_What to do_
Locate each line of the material below that contains the word "apricot" and copy those lines.

_Extracted material_
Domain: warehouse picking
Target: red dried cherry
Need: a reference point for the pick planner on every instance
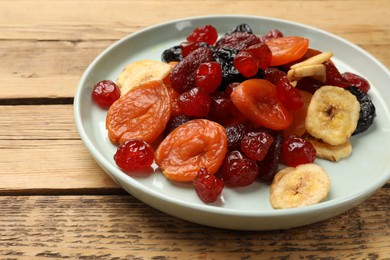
(208, 76)
(134, 155)
(207, 186)
(205, 33)
(238, 170)
(255, 145)
(194, 102)
(357, 81)
(105, 93)
(297, 150)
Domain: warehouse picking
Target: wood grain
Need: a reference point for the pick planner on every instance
(111, 227)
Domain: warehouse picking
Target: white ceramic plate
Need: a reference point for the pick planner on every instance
(352, 180)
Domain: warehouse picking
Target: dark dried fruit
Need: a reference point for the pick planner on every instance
(207, 186)
(172, 54)
(297, 150)
(238, 170)
(182, 76)
(367, 110)
(237, 40)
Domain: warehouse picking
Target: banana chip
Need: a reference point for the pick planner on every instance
(140, 72)
(304, 185)
(332, 115)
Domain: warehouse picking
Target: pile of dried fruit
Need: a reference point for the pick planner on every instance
(231, 110)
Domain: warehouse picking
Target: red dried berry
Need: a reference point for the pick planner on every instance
(207, 186)
(206, 33)
(234, 134)
(208, 76)
(255, 145)
(334, 77)
(220, 108)
(297, 150)
(357, 81)
(105, 93)
(194, 102)
(287, 94)
(238, 170)
(134, 155)
(182, 76)
(268, 167)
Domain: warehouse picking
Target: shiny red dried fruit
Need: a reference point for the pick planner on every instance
(268, 167)
(297, 150)
(207, 186)
(238, 170)
(182, 76)
(357, 81)
(208, 76)
(206, 33)
(134, 155)
(255, 145)
(287, 94)
(194, 102)
(334, 77)
(105, 93)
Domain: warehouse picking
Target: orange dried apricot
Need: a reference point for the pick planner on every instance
(141, 113)
(193, 145)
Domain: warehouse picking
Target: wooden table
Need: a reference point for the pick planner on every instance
(55, 201)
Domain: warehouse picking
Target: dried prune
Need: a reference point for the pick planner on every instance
(182, 76)
(367, 110)
(172, 54)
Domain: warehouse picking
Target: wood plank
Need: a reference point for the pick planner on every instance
(108, 227)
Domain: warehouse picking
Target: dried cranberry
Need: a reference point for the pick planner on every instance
(134, 155)
(182, 76)
(207, 186)
(194, 102)
(220, 108)
(105, 93)
(269, 165)
(255, 145)
(238, 170)
(274, 33)
(234, 134)
(297, 150)
(237, 40)
(208, 76)
(175, 122)
(357, 81)
(205, 33)
(334, 77)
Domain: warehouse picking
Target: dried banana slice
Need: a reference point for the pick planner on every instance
(315, 60)
(329, 152)
(332, 115)
(140, 72)
(305, 185)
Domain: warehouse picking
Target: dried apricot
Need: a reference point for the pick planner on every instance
(191, 146)
(141, 113)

_Response to the task_
Target: orange dried apricot
Target: dried apricot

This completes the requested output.